**WHAT THE TASK ASKS:** Filter the entries for the word "evergreen". Copy each line in which it occurs.

**INFORMATION SUPPLIED:**
▬▬▬

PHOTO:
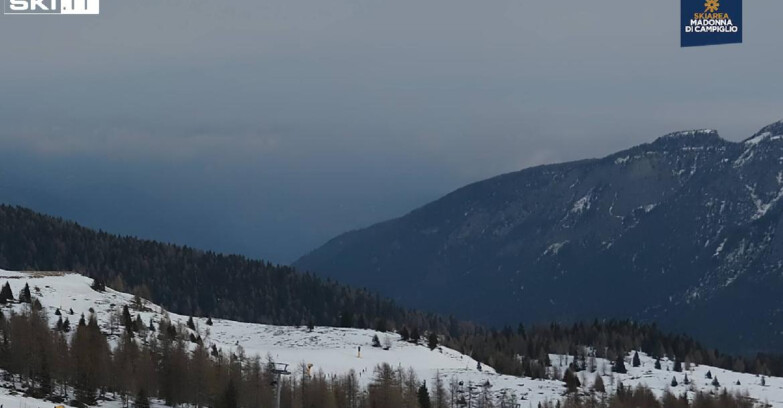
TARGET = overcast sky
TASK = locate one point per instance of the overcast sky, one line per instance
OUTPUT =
(266, 127)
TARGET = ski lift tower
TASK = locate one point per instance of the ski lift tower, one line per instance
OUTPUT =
(279, 370)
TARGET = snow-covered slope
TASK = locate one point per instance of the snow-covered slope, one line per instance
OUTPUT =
(335, 350)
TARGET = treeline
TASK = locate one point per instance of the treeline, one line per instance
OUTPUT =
(524, 351)
(643, 397)
(190, 281)
(160, 362)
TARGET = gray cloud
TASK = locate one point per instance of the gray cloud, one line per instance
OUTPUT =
(268, 127)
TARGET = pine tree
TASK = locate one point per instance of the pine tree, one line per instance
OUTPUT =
(25, 296)
(571, 381)
(619, 365)
(598, 384)
(127, 320)
(424, 396)
(6, 294)
(415, 336)
(404, 334)
(432, 341)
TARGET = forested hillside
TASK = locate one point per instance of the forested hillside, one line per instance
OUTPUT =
(187, 280)
(190, 281)
(676, 231)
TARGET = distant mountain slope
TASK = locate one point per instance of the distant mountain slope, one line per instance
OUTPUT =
(187, 280)
(334, 351)
(683, 231)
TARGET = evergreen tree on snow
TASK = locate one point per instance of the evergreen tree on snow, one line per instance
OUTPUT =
(415, 336)
(619, 365)
(423, 395)
(25, 296)
(432, 341)
(405, 334)
(6, 294)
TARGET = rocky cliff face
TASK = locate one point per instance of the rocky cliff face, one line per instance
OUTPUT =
(685, 231)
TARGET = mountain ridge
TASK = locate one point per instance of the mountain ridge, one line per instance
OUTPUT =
(685, 222)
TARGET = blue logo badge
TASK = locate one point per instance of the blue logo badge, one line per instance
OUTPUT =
(710, 22)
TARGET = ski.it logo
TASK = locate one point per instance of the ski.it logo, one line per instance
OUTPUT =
(34, 7)
(711, 6)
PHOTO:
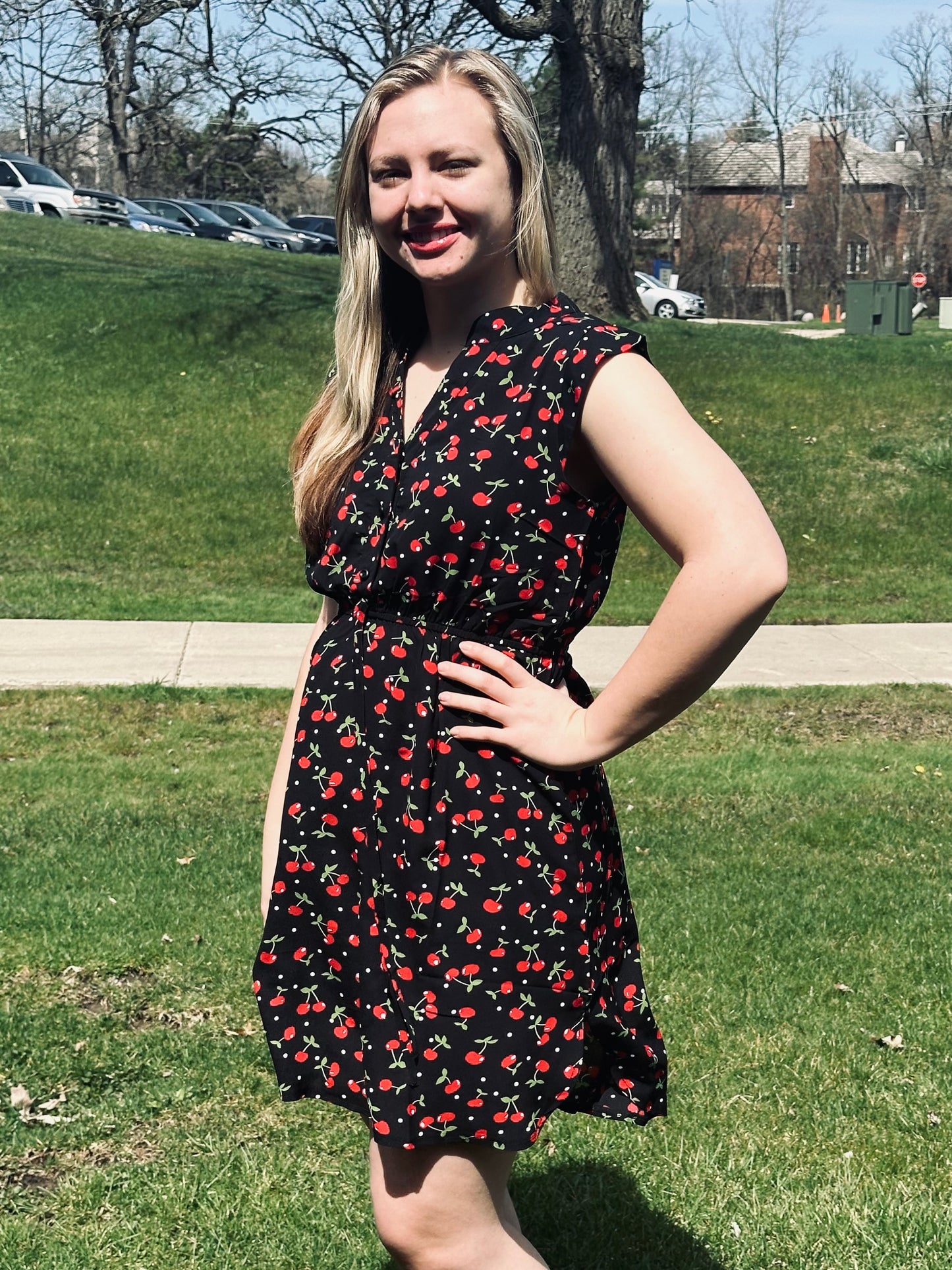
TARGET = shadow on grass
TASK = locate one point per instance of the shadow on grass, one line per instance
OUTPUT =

▬▬▬

**TASK ANSWER:**
TARGET = evergreen tree on snow
TASK = locate one point per instance of the evergreen tree on snow, one line per instance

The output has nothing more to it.